• **Document passage**:
In between the provinces of New Brunswick and Nova Scotia in eastern Canada, the Bay of Fundy has the highest tidal range in the world, with tidal flows reaching up to 16m (53 feet). For perspective, the difference between high and low tide is usually about a metre. In a single day, more than 159 billion metric tonnes of water rushes in and out of this long and narrow bay. Visitors should plan to visit at low and high tides to truly appreciate the spectacle.

A group of tall rock stacks showing erosion
Low tide

The Bay of Fundy tides are in constant motion, agitating the sediment carried by the water. The sediment never fully settles, leaving the water a rich brown colour.

a view along a long bay of brown water with a wide mud beach
approximately 1 hour before low tide

Hopewell Rocks Provincial Park

The best place to comprehend the size and power of the tides is at Hopewell Rocks Provincial Park in New Brunswick. The park has over 20 sea stacks known as Flower Pots along two km of shoreline (see my post about Flower Pot Island in Ontario). Every six hours, the tides shift, filling or emptying the bay and ultimately transforming the ocean floor.

A rock stack that looks like a human profile

The park is open from late May to early October. Off-season visits are strictly forbidden for safety reasons. The park closes daily just before sunset. Adult entry for the 2024 season is $16 CAD. Each admission is valid for two consecutive days. Check the tide tables on their website to plan your visit. Consider staying overnight nearby to ensure you see both the rising and falling tides.

View through a row of rock stacks

The ocean floor is wet, muddy, and slippery. Wear sturdy footwear; rubber boots are ideal. The park is intended to be a self-guided experience but Interpretive staff are available to answer questions and to hustle everyone off the beach before the tide comes in.

diamond-shaped sign for HOPEWELL ROCKS on the side of the Interpretive Centre

Typical of most tourist attractions, there is an excellent Interpretive Centre where visitors can learn about the area's unique geology, tides, and wildlife. In addition to a multi-media exhibit, there is a gift shop, a tourist information centre, and a restaurant that overlooks the Bay of Fundy. There is a shuttle service to the viewing area for visitors with mobility issues.

Looking down on the beach during low tide

During low tide, visitors can walk on the ocean floor amongst the majestic rocks. There are three ways to access the Ocean Floor. The Main Deck is a large metal staircase with a large viewing platform. There are 99 stairs to the bottom but 101 back to the top!

Contour labeling material:
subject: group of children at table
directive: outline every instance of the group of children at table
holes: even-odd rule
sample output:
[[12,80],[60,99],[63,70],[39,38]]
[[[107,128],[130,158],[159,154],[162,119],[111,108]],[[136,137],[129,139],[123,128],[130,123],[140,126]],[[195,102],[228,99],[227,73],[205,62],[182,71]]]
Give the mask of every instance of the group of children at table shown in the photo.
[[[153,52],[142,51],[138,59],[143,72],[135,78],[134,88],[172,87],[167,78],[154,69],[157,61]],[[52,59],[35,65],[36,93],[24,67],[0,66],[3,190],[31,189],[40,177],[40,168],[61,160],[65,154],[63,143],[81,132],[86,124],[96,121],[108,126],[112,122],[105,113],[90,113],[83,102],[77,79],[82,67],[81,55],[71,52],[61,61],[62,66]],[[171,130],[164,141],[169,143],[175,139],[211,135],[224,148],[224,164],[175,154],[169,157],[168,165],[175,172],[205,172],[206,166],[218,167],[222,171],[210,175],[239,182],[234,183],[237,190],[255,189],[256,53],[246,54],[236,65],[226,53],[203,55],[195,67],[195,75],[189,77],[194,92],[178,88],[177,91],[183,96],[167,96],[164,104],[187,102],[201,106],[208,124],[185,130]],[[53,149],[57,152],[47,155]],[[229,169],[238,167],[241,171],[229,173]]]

• **Exercise task**:
In the Bay of Fundy text, how long is a single admission to Hopewell Rocks Provincial Park valid?

• **Written reply**:
Two consecutive days.